<<<<
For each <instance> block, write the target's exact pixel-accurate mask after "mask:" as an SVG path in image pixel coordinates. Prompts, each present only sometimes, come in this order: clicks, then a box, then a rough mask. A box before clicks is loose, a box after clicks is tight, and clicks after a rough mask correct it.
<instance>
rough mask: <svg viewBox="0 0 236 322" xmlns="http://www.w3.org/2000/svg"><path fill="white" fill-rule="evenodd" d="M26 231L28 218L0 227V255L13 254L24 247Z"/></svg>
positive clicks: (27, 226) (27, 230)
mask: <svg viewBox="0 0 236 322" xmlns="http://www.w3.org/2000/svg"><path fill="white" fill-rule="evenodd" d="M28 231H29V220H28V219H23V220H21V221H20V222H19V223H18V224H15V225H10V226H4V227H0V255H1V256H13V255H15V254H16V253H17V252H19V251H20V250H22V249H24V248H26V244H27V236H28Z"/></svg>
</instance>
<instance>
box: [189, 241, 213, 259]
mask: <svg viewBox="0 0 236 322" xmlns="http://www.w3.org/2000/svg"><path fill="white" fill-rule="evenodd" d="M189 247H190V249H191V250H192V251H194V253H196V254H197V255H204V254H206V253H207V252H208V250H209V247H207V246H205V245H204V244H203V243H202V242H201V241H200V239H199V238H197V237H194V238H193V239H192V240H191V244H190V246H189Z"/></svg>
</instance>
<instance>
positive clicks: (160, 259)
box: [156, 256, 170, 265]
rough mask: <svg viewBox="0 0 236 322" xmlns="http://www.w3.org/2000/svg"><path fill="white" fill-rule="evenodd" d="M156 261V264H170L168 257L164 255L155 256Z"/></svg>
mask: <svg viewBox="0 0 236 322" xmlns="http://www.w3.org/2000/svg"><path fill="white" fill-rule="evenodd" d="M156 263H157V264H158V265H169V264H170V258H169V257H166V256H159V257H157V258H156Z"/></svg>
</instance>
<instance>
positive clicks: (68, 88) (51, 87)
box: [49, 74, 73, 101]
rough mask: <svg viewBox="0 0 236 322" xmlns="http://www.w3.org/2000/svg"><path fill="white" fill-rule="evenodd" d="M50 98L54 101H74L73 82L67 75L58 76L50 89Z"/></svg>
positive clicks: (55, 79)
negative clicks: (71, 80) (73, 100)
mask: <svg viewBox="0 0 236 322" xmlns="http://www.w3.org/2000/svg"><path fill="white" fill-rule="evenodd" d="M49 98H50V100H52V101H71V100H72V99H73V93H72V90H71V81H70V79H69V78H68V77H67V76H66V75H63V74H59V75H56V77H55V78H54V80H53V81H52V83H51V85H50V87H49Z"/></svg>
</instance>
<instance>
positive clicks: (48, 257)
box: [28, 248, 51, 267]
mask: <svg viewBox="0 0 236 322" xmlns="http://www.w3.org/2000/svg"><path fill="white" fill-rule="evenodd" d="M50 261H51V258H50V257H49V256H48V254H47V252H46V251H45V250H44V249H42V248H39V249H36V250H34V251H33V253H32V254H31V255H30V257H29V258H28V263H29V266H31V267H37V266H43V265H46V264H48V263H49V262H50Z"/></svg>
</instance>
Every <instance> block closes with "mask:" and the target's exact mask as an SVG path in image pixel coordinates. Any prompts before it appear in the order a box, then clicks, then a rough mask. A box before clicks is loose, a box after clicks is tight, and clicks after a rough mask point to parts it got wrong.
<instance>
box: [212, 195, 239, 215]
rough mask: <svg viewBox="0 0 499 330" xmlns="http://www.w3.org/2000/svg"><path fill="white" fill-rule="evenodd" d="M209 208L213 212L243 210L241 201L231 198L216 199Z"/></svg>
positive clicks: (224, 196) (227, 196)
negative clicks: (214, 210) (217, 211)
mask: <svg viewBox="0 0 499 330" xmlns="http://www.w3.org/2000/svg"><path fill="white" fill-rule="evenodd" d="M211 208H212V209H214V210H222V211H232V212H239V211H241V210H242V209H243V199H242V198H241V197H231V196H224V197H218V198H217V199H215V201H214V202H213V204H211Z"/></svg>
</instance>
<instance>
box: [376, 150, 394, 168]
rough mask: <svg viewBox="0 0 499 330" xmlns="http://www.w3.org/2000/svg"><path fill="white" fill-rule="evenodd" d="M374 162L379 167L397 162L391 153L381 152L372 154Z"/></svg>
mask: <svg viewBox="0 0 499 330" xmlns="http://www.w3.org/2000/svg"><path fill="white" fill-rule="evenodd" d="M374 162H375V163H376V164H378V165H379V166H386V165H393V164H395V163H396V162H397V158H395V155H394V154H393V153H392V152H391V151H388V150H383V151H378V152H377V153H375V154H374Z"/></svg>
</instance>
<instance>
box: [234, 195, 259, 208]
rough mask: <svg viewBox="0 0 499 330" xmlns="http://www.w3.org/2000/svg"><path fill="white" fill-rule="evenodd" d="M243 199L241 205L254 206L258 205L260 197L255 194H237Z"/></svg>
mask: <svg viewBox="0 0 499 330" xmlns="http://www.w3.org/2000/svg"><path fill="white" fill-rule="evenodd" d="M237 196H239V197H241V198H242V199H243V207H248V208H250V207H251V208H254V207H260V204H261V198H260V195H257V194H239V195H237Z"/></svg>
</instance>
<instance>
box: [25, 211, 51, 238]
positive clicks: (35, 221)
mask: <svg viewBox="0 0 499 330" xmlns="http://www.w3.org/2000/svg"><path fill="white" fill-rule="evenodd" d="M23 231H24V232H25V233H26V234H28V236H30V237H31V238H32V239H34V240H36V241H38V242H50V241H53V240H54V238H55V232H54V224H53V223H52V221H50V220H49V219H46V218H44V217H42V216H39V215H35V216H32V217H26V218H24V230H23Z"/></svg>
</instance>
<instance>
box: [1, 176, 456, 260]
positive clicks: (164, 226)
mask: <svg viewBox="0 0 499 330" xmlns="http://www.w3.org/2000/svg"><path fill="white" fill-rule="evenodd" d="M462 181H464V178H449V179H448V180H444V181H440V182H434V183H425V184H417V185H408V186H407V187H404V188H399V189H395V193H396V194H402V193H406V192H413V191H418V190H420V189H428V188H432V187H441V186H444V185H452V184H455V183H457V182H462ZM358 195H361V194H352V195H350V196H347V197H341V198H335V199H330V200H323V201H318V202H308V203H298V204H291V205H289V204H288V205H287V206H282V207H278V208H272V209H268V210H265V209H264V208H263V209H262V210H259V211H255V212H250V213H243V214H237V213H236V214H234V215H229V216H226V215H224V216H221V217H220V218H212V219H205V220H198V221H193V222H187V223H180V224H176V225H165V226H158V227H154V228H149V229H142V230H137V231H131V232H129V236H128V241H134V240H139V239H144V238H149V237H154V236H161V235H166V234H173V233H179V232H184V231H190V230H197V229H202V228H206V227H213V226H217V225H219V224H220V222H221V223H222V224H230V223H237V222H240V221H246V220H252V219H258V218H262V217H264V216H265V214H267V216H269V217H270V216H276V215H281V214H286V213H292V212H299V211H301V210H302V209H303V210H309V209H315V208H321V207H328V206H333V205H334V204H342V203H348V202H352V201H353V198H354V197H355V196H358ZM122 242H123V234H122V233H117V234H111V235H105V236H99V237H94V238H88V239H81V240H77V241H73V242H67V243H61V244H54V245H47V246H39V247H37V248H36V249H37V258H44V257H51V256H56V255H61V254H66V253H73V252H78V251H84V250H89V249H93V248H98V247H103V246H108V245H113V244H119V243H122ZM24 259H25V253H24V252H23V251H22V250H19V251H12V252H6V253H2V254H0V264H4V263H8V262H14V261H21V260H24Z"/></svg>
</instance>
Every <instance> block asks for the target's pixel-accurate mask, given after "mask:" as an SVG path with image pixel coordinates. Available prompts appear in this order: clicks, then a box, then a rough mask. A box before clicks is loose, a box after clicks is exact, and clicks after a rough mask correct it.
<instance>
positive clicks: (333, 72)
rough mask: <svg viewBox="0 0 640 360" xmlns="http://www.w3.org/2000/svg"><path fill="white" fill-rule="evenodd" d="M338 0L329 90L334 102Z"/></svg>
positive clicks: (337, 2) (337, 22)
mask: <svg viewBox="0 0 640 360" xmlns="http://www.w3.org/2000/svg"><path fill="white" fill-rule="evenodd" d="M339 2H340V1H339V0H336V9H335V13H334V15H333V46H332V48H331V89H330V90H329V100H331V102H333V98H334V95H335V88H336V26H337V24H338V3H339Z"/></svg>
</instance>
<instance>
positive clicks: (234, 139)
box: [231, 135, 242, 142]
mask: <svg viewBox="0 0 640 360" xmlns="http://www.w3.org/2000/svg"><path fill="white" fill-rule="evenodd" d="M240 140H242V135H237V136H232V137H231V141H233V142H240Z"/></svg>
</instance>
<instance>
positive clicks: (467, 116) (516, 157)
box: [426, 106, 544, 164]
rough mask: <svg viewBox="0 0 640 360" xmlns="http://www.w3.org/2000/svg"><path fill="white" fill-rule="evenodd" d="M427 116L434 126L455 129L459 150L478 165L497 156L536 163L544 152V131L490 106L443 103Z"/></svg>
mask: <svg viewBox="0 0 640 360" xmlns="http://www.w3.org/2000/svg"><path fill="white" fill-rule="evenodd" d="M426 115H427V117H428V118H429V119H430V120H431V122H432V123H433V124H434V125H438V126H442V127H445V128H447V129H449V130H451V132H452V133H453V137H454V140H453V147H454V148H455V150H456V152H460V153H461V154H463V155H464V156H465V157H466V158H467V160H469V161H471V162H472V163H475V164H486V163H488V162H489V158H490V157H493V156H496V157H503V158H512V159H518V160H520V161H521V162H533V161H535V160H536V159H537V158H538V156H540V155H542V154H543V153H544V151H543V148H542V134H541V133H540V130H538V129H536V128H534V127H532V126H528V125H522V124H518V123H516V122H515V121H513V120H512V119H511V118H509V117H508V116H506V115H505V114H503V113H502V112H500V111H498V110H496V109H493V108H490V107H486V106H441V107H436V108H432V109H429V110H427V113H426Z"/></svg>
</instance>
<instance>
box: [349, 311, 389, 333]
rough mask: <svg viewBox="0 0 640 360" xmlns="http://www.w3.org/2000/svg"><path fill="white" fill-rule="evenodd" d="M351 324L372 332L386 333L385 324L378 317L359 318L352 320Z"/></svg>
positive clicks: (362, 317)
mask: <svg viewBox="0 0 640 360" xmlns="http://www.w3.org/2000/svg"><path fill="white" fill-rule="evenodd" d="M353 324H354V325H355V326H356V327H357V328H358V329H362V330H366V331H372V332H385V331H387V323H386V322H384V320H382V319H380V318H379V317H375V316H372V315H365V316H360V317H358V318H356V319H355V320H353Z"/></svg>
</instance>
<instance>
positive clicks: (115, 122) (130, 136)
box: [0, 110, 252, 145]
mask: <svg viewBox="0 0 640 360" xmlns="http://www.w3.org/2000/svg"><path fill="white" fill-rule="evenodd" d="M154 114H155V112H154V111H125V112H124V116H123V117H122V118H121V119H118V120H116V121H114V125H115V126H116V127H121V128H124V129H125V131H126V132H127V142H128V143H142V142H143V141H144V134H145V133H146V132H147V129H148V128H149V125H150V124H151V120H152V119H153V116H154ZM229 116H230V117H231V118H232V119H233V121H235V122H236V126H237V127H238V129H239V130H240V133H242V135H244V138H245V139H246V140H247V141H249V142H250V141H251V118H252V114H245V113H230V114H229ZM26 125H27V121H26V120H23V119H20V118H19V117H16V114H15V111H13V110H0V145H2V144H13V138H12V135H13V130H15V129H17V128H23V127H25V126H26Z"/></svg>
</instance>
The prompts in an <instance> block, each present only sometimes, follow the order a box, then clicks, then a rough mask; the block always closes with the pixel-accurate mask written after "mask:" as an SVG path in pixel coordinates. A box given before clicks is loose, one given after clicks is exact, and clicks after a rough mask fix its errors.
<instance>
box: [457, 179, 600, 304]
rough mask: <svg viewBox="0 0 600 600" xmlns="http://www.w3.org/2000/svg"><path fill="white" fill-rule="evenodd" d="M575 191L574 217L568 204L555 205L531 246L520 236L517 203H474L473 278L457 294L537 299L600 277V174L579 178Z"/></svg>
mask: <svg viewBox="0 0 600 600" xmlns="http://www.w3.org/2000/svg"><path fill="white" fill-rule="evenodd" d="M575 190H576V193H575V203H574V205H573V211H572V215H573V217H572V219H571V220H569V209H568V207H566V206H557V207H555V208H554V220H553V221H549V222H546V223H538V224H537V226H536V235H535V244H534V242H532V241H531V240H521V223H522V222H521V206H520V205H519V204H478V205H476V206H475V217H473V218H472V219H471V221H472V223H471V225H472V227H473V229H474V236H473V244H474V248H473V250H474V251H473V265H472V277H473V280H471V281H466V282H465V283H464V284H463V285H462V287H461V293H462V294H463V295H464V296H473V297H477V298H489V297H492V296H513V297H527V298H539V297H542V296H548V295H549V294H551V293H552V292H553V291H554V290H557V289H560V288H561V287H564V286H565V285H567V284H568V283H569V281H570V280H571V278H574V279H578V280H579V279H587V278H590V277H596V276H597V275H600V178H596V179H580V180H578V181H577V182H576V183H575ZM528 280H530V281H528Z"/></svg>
>>>>
Exercise => Would you print, exactly as written, every line above from the one holding "box: [231, 135, 242, 142]" through the one holding "box: [426, 106, 544, 164]", with both included and no other lines?

Result =>
box: [231, 135, 242, 142]
mask: <svg viewBox="0 0 640 360" xmlns="http://www.w3.org/2000/svg"><path fill="white" fill-rule="evenodd" d="M240 140H242V135H237V136H232V137H231V141H233V142H240Z"/></svg>
</instance>
<instance>
positive clicks: (467, 116) (516, 157)
box: [426, 106, 544, 164]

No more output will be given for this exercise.